● Requisito a:
Reescreva as entradas que vão da linha que contém "the boy's hand" até o fim das entradas, ambas inclusive, mantendo os pedidos e somando 138 a cada coordenada das respostas.

● Trecho do documento:

Anteriormente em Verão Infinito…
Verão Infinito #0
Verão Infinito #1
Verão Infinito #2
Verão Infinito #3
Verão Infinito #4
Talvez seja hora de pararmos um pouco e pensarmos no que estamos fazendo. Por que estamos lendo Graça Infinita da maneira como estamos lendo? Por que nos reunimos aqui com dúzias de outros leitores, paramos a cada duas páginas pra consultarmos referências em enciclopédias virtuais organizadas por fãs, discutimos de madrugada pelo Whatsapp a genialidade da nota 304, tiramos fotos engraçadinhas da capa e curtimos as que os outros sobem no Instagram? Por que ninguém parece capaz de simplesmente ler a porra do livro de capa a capa, fechá-lo e guardá-lo na estante, como fazemos com tantos outros livros?
E não são apenas as interrupções: se conversarmos com outras pessoas que também enfrentam o calhamaço nesse momento (e sejamos honestos, conversamos com elas o tempo todo), perceberemos que, a essa altura, quase todo mundo já enfileirou uma ou duas leituras em paralelo. Somem-se a isso as já citadas consultas a wikis e o baile constante pelas notas de fim, e o resultado é uma sensação não muito diferente daquela de estar frente a um navegador de Internet com quinze abas abertas. Chega um momento em que já não sabemos bem o que ler, o que comentar, o que discutir, o que deixar de lado – o que não é exatamente prazeroso.

● Registros de origem:
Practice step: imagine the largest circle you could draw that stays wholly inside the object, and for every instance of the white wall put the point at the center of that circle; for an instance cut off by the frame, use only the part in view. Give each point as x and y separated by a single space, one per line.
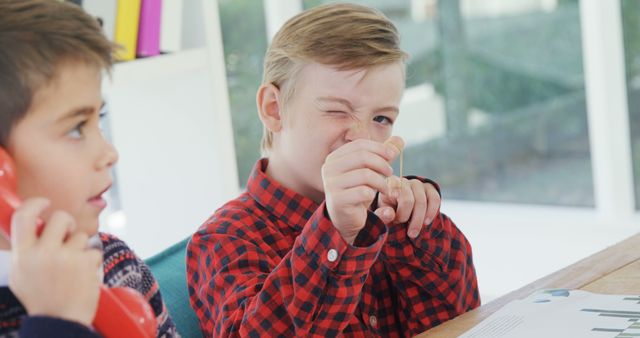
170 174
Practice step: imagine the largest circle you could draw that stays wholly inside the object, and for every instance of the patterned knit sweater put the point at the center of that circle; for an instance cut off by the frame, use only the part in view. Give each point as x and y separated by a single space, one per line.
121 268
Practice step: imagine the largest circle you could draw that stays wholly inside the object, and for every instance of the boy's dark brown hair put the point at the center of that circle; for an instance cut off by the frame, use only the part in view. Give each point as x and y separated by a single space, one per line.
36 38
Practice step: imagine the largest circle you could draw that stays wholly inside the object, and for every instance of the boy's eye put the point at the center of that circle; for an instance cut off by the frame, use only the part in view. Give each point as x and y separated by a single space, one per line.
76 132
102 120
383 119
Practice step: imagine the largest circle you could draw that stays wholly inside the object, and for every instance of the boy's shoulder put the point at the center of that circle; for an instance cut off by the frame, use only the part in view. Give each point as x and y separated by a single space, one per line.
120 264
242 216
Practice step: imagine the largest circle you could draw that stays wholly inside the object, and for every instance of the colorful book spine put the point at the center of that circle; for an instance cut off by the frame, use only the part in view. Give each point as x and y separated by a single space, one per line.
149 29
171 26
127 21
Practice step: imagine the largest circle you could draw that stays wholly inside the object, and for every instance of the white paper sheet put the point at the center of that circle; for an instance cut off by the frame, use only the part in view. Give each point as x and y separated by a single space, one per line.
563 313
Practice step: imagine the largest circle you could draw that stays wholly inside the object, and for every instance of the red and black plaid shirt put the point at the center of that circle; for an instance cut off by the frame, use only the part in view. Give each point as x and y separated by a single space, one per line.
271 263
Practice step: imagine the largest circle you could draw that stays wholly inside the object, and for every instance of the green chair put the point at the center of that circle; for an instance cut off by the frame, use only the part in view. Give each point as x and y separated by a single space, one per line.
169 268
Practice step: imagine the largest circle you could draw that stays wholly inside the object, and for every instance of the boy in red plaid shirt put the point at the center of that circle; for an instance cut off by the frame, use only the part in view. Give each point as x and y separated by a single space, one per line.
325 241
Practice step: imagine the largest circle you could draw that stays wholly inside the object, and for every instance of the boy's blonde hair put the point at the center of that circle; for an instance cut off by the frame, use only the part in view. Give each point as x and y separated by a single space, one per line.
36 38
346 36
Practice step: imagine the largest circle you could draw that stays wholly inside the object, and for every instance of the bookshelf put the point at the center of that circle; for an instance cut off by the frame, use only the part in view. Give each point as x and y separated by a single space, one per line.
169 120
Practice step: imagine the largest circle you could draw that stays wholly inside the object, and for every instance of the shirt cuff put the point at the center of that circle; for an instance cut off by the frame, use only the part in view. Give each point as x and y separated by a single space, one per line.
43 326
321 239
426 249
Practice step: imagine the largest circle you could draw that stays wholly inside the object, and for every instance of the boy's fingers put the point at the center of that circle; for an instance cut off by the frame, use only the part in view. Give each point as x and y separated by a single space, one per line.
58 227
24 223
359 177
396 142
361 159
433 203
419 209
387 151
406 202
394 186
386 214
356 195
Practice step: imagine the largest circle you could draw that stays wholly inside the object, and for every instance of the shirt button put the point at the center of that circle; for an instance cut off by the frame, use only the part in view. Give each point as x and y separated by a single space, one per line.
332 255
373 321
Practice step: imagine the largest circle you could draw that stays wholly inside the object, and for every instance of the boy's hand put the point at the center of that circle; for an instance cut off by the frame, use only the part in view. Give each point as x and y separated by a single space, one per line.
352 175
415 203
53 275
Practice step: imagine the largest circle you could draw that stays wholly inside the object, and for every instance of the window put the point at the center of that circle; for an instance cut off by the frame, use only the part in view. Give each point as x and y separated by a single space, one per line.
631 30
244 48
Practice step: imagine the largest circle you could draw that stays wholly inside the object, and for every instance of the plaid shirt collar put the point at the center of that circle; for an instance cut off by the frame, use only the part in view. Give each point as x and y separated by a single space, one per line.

● Requisito b:
Continue o texto sobre a leitura de Graça Infinita a partir do ponto em que ele para.

● Resposta do exercício a:
Practice step: imagine the largest circle you could draw that stays wholly inside the object, and for every instance of the boy's hand put the point at the center of that circle; for an instance cut off by the frame, use only the part in view. Give each point as x and y separated by a single space, one per line.
490 313
553 341
191 413
Practice step: imagine the largest circle you could draw that stays wholly inside the object, and for every instance of the window put the point at the center of that circle; for an instance cut off by the frame, use only the part in view. Give each point as x and y separated by a single space, one per line.
769 168
382 186
Practice step: imagine the largest circle you could draw that stays wholly inside the object, and for every instance of the plaid shirt collar put the point at the center of that circle; for an instance cut off by the frame, use only the part in view. Give each point as x and y separated by a single space, one per line.

● Resposta do exercício b:
Justamente por isso, achei o início de Graça Infinita bastante penoso: só não desisti do livro pela insistência de alguns amigos (“segura firme até a 200, que depois só vai”) e por uma bronca da excelentíssima (“ah, o gurizinho de Internet não consegue se dedicar a algo que não seja constantemente divertido?”). Essa última doeu um pouco, mas faz todo o sentido. Afinal, embora seja um romance que tem o entretenimento dentre os seus temas principais, Graça Infinita é, pela definição precisa que o André me deu outro dia, antientretenimento por excelência. Atenção constante, disciplina e persistência são pré-requisitos para vencer suas páginas, e aos poucos percebemos que a experiência de leitura, com todos os seus percalços e desvios de foco, casa perfeitamente com o livro. Tão perfeitamente que não pode ser acidental.
Então eu fiquei pensando: nas muitas resenhas do livro que vemos por aí, há uma recorrência do termo “fractal”. É consenso que um dos aspectos definidores de Graça Infinita é a sua estrutura única, em que trechos não lineares, encadeados somente por reminiscências no uso da linguagem, reproduzem em menor escala a estrutura total do romance. Naturalmente, parte-se do pressuposto de que a estrutura maior, aquela indivisível, é o romance em si.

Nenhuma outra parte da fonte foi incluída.